[RECORDS FOR PROCESSING — start]
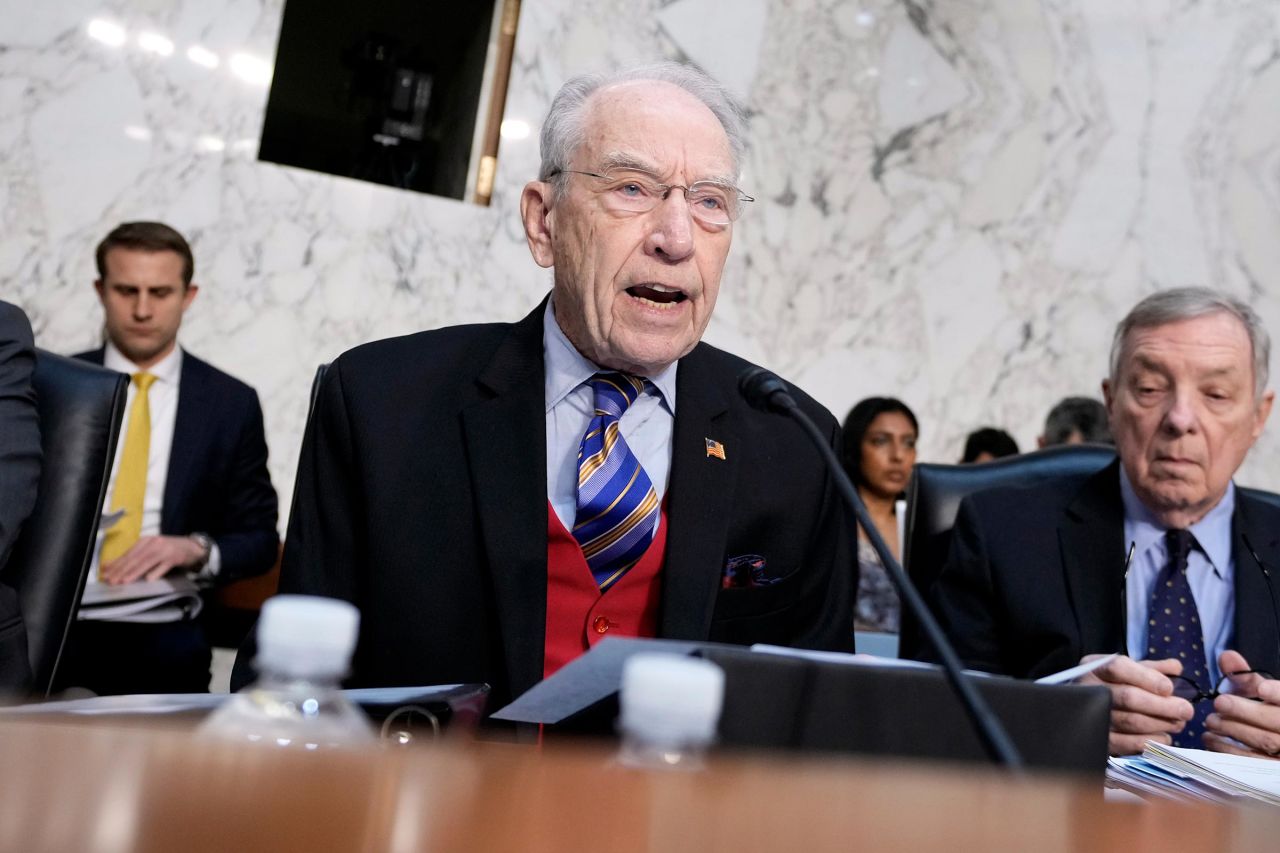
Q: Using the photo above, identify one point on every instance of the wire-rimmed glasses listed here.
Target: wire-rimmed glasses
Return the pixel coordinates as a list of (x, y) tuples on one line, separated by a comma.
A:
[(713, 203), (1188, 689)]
[RECORDS FOR PROCESSING — finish]
[RECORDS FOR PROCESSING — start]
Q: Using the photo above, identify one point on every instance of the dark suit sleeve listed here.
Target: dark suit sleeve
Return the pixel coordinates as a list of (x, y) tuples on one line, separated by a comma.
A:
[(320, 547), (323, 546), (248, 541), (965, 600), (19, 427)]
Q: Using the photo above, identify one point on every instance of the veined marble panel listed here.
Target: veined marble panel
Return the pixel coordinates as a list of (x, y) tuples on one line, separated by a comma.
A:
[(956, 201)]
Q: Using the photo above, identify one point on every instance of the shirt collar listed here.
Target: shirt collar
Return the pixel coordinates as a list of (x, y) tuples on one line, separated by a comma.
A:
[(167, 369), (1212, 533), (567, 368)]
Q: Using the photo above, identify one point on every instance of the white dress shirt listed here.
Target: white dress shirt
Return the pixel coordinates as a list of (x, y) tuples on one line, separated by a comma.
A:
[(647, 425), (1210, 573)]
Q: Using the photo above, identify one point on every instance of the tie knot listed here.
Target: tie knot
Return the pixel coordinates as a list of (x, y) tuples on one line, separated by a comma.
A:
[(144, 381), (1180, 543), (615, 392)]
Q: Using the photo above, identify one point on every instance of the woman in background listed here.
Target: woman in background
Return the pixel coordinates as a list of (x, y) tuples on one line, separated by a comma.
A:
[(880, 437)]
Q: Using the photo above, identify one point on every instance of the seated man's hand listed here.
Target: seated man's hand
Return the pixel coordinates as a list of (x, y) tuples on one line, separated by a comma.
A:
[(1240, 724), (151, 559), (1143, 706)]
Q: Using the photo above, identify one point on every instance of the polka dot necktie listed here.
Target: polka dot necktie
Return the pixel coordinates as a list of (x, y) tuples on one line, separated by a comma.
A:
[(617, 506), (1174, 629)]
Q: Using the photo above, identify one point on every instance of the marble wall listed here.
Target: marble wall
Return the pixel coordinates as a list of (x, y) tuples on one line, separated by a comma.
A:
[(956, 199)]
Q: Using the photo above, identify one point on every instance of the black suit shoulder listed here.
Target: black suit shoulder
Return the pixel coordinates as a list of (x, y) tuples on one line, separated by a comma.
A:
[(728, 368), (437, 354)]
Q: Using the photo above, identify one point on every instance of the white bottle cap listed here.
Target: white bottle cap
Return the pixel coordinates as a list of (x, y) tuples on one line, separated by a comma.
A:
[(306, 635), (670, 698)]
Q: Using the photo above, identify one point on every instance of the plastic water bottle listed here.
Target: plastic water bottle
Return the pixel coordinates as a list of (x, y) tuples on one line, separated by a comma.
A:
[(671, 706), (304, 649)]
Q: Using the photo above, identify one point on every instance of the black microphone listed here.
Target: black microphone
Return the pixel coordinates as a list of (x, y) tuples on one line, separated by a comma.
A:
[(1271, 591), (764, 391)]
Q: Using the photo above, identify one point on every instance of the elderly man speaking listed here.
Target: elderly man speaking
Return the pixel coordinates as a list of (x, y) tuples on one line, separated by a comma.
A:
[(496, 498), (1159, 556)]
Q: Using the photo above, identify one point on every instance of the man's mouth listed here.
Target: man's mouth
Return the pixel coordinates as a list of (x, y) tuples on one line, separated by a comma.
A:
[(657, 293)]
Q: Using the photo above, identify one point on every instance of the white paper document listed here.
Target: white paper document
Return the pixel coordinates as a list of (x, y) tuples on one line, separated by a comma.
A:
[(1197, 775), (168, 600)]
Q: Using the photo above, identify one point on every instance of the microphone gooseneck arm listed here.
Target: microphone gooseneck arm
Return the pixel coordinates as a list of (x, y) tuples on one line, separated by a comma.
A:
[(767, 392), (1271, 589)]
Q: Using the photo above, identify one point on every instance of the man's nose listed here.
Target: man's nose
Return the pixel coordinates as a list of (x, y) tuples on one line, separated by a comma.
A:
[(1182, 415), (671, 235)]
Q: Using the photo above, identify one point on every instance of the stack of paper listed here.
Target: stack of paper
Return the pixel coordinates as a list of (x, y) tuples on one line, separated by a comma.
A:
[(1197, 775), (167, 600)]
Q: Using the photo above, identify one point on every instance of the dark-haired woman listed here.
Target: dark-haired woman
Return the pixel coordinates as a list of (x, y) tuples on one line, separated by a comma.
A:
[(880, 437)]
[RECORDS FOR PROCESSING — finish]
* REQUIRED WORK: Each line of the data above that contains the word "shoulder" counts once; report the total and add nothing.

* YOUR RESPONSE: 2